━━ Records provided
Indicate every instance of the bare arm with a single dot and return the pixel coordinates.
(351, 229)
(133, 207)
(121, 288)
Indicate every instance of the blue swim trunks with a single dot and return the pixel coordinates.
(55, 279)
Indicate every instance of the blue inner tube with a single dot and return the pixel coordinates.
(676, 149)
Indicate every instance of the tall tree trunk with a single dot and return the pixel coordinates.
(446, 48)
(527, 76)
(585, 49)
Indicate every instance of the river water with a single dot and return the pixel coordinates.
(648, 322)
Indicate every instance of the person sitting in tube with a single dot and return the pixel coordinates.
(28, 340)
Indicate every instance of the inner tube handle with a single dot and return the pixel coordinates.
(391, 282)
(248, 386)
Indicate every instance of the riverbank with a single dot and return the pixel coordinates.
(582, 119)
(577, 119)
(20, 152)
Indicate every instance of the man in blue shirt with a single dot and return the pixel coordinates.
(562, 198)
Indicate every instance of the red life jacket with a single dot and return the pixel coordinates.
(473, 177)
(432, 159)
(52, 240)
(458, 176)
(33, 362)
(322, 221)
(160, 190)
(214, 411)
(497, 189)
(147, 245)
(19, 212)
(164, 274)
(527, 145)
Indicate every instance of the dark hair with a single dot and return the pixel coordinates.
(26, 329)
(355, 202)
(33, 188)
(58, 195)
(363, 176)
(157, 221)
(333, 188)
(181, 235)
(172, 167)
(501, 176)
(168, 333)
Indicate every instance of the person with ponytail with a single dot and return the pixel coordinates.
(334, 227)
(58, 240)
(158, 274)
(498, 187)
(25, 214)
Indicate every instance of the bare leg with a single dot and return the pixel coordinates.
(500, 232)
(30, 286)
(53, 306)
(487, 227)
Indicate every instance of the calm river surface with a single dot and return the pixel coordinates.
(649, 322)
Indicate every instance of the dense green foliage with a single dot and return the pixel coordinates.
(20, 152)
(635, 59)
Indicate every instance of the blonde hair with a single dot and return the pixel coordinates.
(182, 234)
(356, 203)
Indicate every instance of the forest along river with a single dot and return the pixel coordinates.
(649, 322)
━━━━
━━ Records provided
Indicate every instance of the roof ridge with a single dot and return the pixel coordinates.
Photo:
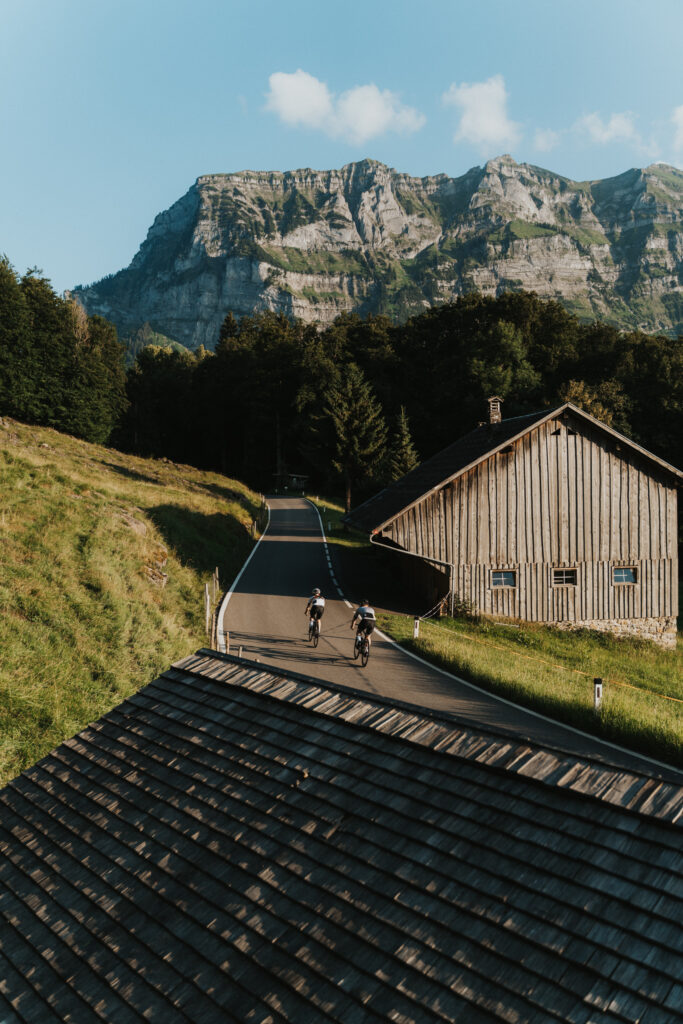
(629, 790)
━━━━
━━ Records provided
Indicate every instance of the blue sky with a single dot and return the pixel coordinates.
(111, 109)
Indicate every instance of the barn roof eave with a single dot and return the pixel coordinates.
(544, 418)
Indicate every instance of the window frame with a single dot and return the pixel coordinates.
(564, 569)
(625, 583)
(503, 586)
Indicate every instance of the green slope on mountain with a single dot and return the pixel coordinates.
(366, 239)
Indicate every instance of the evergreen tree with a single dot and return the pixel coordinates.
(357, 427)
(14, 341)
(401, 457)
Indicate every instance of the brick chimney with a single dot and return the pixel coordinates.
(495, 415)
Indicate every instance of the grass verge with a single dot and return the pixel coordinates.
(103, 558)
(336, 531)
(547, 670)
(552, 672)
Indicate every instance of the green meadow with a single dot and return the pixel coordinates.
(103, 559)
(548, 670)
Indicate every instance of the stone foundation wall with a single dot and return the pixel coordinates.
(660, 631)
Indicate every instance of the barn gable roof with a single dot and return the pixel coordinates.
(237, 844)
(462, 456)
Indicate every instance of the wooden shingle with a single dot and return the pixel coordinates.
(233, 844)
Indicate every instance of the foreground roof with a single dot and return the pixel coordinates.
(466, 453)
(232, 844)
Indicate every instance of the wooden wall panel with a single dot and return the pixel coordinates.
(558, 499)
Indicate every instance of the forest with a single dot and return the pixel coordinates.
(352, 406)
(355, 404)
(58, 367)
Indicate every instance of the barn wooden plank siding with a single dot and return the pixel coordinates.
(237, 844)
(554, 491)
━━━━
From the listing above, return each line that contains the string "inner".

**Response to this exercise**:
Indicate every instance of the blue inner tube with a single dot and return the pixel coordinates.
Indicate every instance of the inner tube handle with a single dot and return the pixel coordinates.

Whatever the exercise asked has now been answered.